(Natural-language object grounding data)
Content starts
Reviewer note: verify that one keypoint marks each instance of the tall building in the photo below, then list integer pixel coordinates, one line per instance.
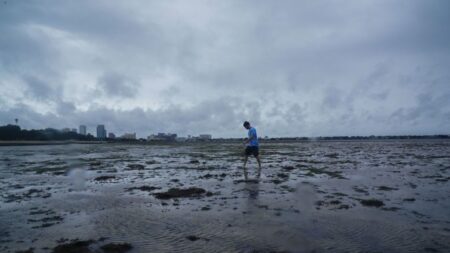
(101, 132)
(82, 129)
(129, 136)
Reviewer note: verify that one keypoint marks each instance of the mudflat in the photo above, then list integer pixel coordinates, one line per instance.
(325, 196)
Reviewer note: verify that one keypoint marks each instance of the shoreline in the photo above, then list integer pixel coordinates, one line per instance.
(262, 141)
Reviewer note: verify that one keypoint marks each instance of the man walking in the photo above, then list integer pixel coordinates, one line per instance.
(252, 148)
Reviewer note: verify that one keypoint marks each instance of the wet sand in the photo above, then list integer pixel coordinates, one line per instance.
(355, 196)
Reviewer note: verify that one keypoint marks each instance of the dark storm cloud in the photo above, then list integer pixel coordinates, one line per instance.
(114, 84)
(292, 67)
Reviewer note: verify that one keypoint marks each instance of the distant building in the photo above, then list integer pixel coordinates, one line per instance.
(101, 132)
(128, 136)
(82, 130)
(162, 137)
(181, 139)
(205, 137)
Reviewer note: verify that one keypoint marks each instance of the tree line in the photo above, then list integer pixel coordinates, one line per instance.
(14, 132)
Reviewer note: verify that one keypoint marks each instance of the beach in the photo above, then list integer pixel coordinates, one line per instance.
(313, 196)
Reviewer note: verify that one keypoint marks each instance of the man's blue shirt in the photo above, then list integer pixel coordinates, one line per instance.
(254, 138)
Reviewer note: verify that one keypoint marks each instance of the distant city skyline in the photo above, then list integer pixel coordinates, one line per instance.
(291, 68)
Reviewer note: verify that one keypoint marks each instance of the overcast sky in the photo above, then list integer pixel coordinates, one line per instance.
(291, 68)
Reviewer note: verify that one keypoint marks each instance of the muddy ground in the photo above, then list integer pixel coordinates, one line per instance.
(355, 196)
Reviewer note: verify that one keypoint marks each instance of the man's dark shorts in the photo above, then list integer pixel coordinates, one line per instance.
(252, 150)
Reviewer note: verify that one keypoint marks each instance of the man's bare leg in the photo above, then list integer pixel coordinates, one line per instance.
(259, 167)
(245, 168)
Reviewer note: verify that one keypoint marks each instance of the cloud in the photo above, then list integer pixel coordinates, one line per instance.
(294, 68)
(114, 84)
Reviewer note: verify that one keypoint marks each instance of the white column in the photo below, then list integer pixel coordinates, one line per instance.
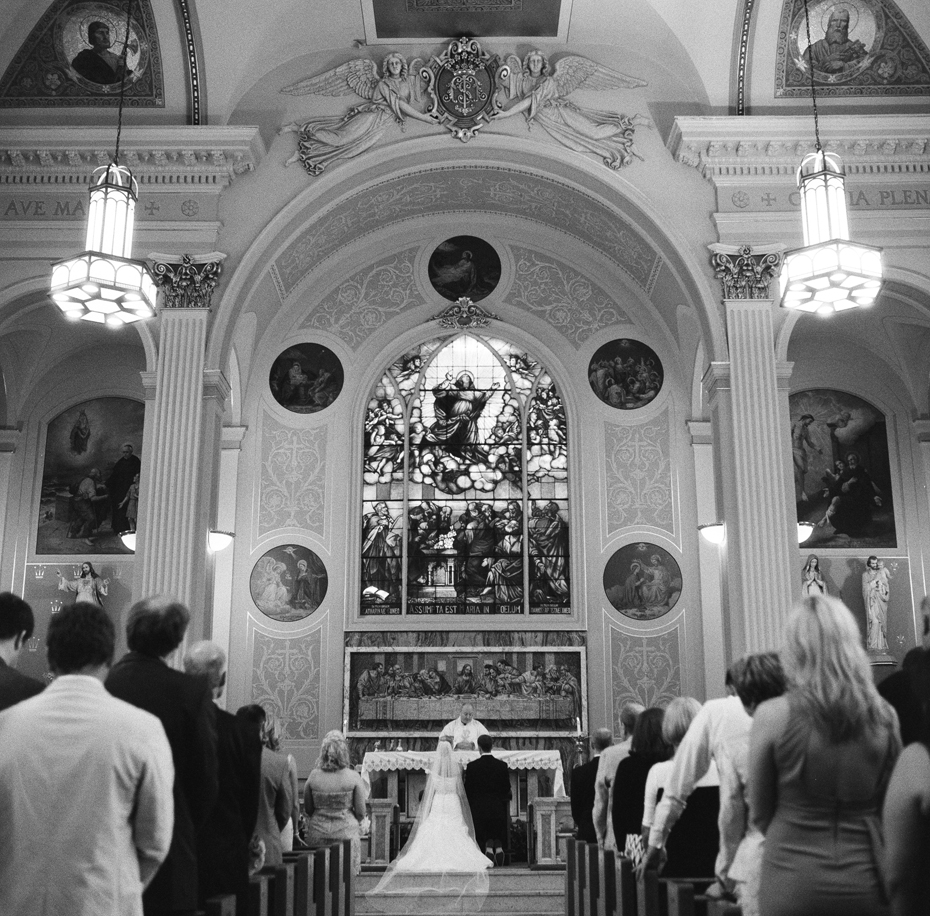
Content ends
### [What to work on]
With the images removed, give back every entry exactly as shown.

### [Expected answer]
Reviewer note: verify that one keypoint marks each instance of the tall building in the photo below, then list integer pixel coordinates, one line per instance.
(101, 132)
(82, 129)
(129, 136)
Reviewer note: verify that one keypoint marks each instance of the mudflat in the photo above, then list integer pixel coordinates, one line per instance.
(325, 196)
Reviewer note: verify that one keypoint marks each instance of the shoreline in the photo above, then list integer pixel coordinates, one line per instance.
(262, 141)
Reviewer note: verify that one keypoint marks each instance of the man walking in the photo above, then list integer pixel coordinates, one line per instance.
(252, 148)
Reviewer note: verify that one keypoint marks each instance of the wet sand in the photo above, then list integer pixel coordinates, one line per instance.
(355, 196)
Reviewer note: verify that one keypoint marks each instance of the dark storm cloud in the photo above, then list integer pixel coordinates, one line per instance.
(114, 84)
(292, 67)
Reviewer note: verify that one keypoint marks each instance of the distant building in the photo above, then list integer pixel coordinates, one line per instance.
(101, 132)
(128, 136)
(82, 130)
(162, 137)
(181, 139)
(205, 137)
Reviewer note: verify that one keypoint marks each instance of the tree line in the photo above, then list integer pixel coordinates, one line per instance.
(14, 132)
Reviewer note: verify that one keypoint marks each instance of the beach in the photo above, then list integer pixel coordinates, one line per instance.
(313, 196)
Reviewer note: verify that one keypoint marks each instance of the man's blue shirt in the photo above, then list integer pixel coordinates, one line per instance.
(254, 138)
Reviewer note: verify that one keypoint marks each instance of the distant city skyline in the photo above, then list integer pixel coordinates, one line per instance.
(291, 68)
Reviewer note: verify that one keypoint marks each instance of the overcast sky in the photo above, then list integer pixel coordinates, one line per instance.
(291, 68)
Reviewer note: verify that one keypoint marks each instance of the muddy ground in the photo above, then list integer pixel coordinates, one line per instance.
(355, 196)
Reviewer note: verify that one keypoint marks each instance of the man's dark shorts in the photo above, then list integer pixel coordinates, one line per instance.
(252, 150)
Reviewer note: verify that one keypoint marks each instance of the man's bare leg in the photo above, then list integer pixel coordinates, one line per instance.
(259, 167)
(245, 168)
Reviewer note: verify that one keypoint marks each instance of the cloud in the photo above, then list integer pixel coordinates, one line per instance.
(294, 68)
(114, 84)
Reviewer note: verify that one keypoint marks each instance of the white column in the photo below, then list integer pixel coordinates, one line per instance.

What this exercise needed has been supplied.